# Énoncé de la tâche
Relevez tous les adjectifs qui qualifient le mot « appartenance » dans l'extrait sur la religion présenté ci-dessous.

# Extrait choisi
━━━━━━━━━━
Il fut un temps où la religion, chrétienne en l'occurrence, s'intégrait, comme une pièce qui va de soi, dans une totalité culturelle partielle et devait être acceptée comme un élément de cet ensemble. Cujus regio, hujus religio: l'appartenance religieuse était commandée par l'appartenance ethnique ou géographique. Le vaincu faisait sienne la religion du vainqueur. Vint l'émiettement qu'imposa le repli sur la décision personnelle, et l'éclatement des cohérences géographiques et politiques qui s'ensuivit. Il fallut s'accommoder d'une coexistence de communautés diverses, à peine tempérée ici ou là par la reconnaissance publique, au sein d'un Etat, d'une "religion du plus grand nombre". Sorte de "palmarès" que les flux de population et les échanges culturels peuvent modifier le cas échéant. Ainsi, qui aurait pensé voici moins de cinquante ans que l'islam constituerait la seconde religion en France, après le christianisme sous ses diverses figures ? Le tout devant vivre dans une tolérance mutuelle sanctionnée par la loi, sous l'égide d'une neutralité officielle sourcilleuse, incarnée dans une laïcité qui prend parfois elle-même les allures d'une religion d'État — avec son rituel et ses intolérances.
━━━━━━━━━━
Entrées du jeu de données
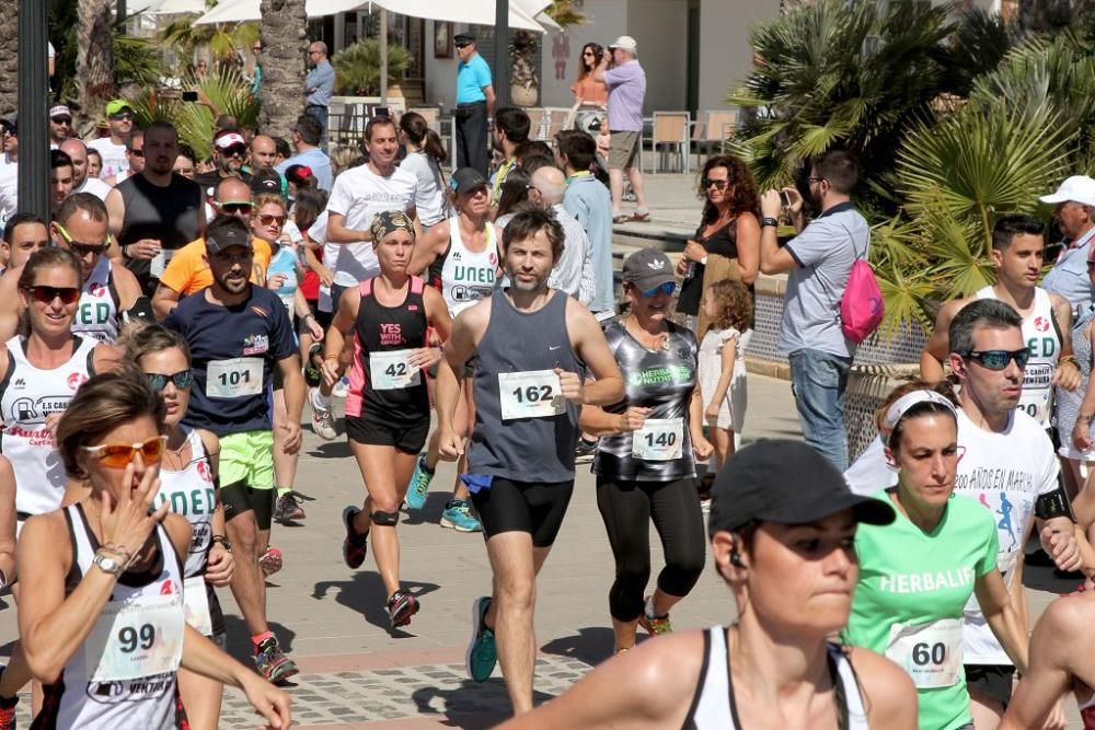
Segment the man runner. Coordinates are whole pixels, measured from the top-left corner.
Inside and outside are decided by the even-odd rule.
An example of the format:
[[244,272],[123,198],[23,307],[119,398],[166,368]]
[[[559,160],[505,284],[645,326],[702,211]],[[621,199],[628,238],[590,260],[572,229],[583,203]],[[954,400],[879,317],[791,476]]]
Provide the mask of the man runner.
[[[494,593],[472,604],[466,664],[483,682],[500,659],[517,715],[532,709],[535,576],[574,488],[578,408],[616,403],[624,392],[597,320],[548,287],[563,237],[548,210],[530,207],[514,217],[503,234],[512,285],[457,317],[437,379],[440,450],[452,460],[464,450],[452,424],[464,363],[476,358],[464,478],[483,521]],[[595,382],[583,382],[586,367]]]

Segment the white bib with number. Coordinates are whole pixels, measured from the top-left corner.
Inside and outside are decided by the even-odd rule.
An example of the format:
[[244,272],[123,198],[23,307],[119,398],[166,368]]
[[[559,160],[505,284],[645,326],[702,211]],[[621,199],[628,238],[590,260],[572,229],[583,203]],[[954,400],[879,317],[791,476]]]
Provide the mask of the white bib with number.
[[894,624],[886,658],[903,669],[918,690],[957,684],[961,675],[961,619]]
[[238,398],[262,392],[262,358],[212,360],[206,367],[206,395],[210,398]]
[[647,418],[643,428],[631,434],[631,453],[644,461],[676,461],[681,457],[683,447],[683,418]]
[[106,604],[83,645],[89,681],[122,682],[176,671],[184,626],[178,593]]
[[205,590],[205,577],[192,576],[183,581],[183,610],[186,623],[201,636],[212,636],[212,614],[209,613],[209,595]]
[[407,362],[413,352],[413,349],[369,352],[372,390],[394,391],[418,385],[422,382],[422,373],[418,368]]
[[563,386],[554,370],[498,373],[502,419],[550,418],[566,412]]

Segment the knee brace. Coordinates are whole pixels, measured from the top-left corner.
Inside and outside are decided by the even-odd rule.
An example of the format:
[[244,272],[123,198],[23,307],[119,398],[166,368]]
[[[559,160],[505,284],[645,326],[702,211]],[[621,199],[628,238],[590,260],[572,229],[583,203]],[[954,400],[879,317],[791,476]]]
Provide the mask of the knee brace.
[[373,524],[379,524],[383,528],[394,528],[400,522],[399,512],[384,512],[382,510],[377,510],[369,515]]

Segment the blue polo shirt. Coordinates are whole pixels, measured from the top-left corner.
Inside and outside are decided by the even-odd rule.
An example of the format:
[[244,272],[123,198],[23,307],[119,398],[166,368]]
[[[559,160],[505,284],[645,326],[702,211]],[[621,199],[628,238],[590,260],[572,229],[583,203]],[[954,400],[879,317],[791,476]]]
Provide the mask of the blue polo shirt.
[[457,104],[485,102],[483,88],[489,85],[491,67],[479,54],[457,65]]

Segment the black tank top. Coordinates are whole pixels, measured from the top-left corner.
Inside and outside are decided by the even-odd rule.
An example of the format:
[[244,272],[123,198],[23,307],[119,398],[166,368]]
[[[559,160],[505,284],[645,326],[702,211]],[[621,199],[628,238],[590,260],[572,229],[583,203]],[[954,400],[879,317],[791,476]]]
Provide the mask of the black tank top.
[[[416,350],[426,346],[425,283],[411,277],[403,303],[387,306],[377,300],[376,279],[362,281],[361,304],[354,323],[356,356],[346,395],[346,415],[360,417],[369,412],[400,424],[429,419],[429,396],[420,372],[413,372],[402,357],[383,352]],[[373,368],[378,368],[373,372]],[[405,385],[410,381],[412,384]]]

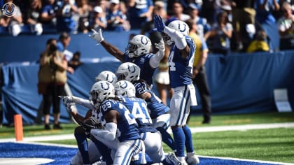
━━━━━━━━━━
# Exercice corrigé
religieuse, ethnique, géographique